◆ Text passage:
DepthTrack. DepthTrack contains 150 training and 50 testing RGB-D long-term video sequences. As shown in Table IV below, we compared our model with existing state-of-the-art (SOTA) RGB-D trackers on this dataset. Under the same image resolution settings, our UM-ODTrack256 outperformed ViPT by 1.1%, 2.6%, and 1.8% in tracking precision (Pr), recall (Re), and F-score, respectively. Additionally, due to the proposed efficient gated attention mechanism, our UM-ODTrack384 achieved SOTA performance in the RGB-D tracking field. Notably, when the input size increased from 256 to 384, UM-ODTrack achieved a significant performance boost. This indicates that our temporal association method combined with a large input resolution is particularly important in multimodal long-term tracking scenarios.

VOT-RGBD2022. VOT-RGBD2022 is a short-term tracking dataset containing 127 RGB-D video sequences. As reported in Table V below, our tracker achieved new state-of-the-art results compared to most other tracking algorithms. Specifically, our UM-ODTrack256 obtained scores of 78.0%, 81.4%, and 94.8% on the EAO, accuracy, and robustness metrics, respectively. Compared to the latest unified tracker Un-Track, our UM-ODTrack256 achieved improvements of 5.9% and 7.9% in Expected Average Overlap (EAO) and robustness score, respectively. This indicates that our unified modeling technique is more effective for general feature learning and can provide a suitable and stable feature space for each modality (i.e., depth modality).

LasHeR. LasHeR is a large-scale RGB-T tracking dataset containing 245 short-term test video sequences. The results are reported in Figure 7 below, where our UM-ODTrack achieved surprising results, significantly outperforming the previous SOTA RGB-T tracking algorithms by 4.5% and 6.3% on the success and precision plots, respectively. These results align with our expectations that feature learning based on the gated attention mechanism can adaptively extract and fuse features from different modalities to improve multimodal tracking performance. Meanwhile, to verify that our gated perceptron can effectively address various challenges, including occlusion (NO), partial occlusion (PO), total occlusion (TO), low illumination (LI), low resolution (LR), deformation (DEF), background clutter (BC), motion blur (MB), thermal crossover (TC), camera motion (CM), fast motion (FM), scale variation (SV), transparent occlusion (HO), high illumination (HI), abrupt illumination variation (AIV), similar appearance (SA), aspect ratio change (ARC), out-of-view (OV), and frame loss (FL), we present the attribute evaluation results on the LasHeR dataset. As shown in Figure 6, our UM-ODTrack performed well on each attribute. Therefore, it can be demonstrated that our video-level multimodal modeling scheme with a gated perceptron can effectively unify and fuse multimodal features, enabling our tracker to handle complex tracking scenarios effectively.

RGBT234. RGBT234 contains 234 RGB-T tracking videos, comprising approximately 116.6K image pairs. As shown in Figure 6 below, UM-ODTrack256 obtained scores of 69.2% and 91.5% on the SR and PR metrics, respectively. Compared to the high-performance RGB-T expert tracker BAT, our method achieved favorable tracking results, outperforming it by 5.1% and 4.7% on the success and precision plots, respectively. This implies that our GMP module can effectively aggregate target information from the thermal infrared modality, enabling robust multimodal tracking.

VisEvent. VisEvent is the largest RGB-E tracking benchmark, containing 320 test videos. The comparison results are shown in Figure 8. Our UM-ODTrack384 achieved new state-of-the-art tracking results, with success and precision scores of 62.4% and 81.3%, respectively. It can be seen that our UM-ODTrack equipped with the gated modality scalable perceptron (GMP) module also achieved accurate tracking in event scenarios. This aligns with our intuition that the GMP module can be easily extended to different modality tracking scenarios and effectively improve the representation of multimodal features.

◆ What you need to do:
**A.** Name every dataset or benchmark that the tracking results passage gives its own paragraph.
**B.** Write out the tracking results passage, beginning at the words "RGBT234. RGBT234 contains" and stopping after "robust multimodal tracking.".
**C.** Continue the tracking results passage from its last sentence.

◆ Dataset extract:
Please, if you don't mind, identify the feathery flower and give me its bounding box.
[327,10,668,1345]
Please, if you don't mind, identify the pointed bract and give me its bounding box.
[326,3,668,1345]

◆ Responses:
**A.** DepthTrack, VOT-RGBD2022, LasHeR, RGBT234, VisEvent

**B.**
RGBT234. RGBT234 contains 234 RGB-T tracking videos, comprising approximately 116.6K image pairs. As shown in Figure 6 below, UM-ODTrack256 obtained scores of 69.2% and 91.5% on the SR and PR metrics, respectively. Compared to the high-performance RGB-T expert tracker BAT, our method achieved favorable tracking results, outperforming it by 5.1% and 4.7% on the success and precision plots, respectively. This implies that our GMP module can effectively aggregate target information from the thermal infrared modality, enabling robust multimodal tracking.

**C.**
C. Ablation Studies

Effectiveness of Token Association. To investigate the effect of token association in Equation 11, we conducted experiments with and without propagating temporal tokens in Table VII. 'w/o Token' represents the experiment using a video-level sampling strategy but without token association. From the second and third rows, it can be observed that the lack of a token association mechanism led to a 1.2% decrease in the AUC score. This result indicates that token association plays a crucial role in cross-frame target association. Additionally, we conducted experiments in Table VII to verify the effectiveness of the two proposed token association methods in the video-level tracking framework. We observed that both the separation and concatenation methods achieved significant performance improvements, with the concatenation method showing slightly better results. This proves the effectiveness of both attention mechanisms.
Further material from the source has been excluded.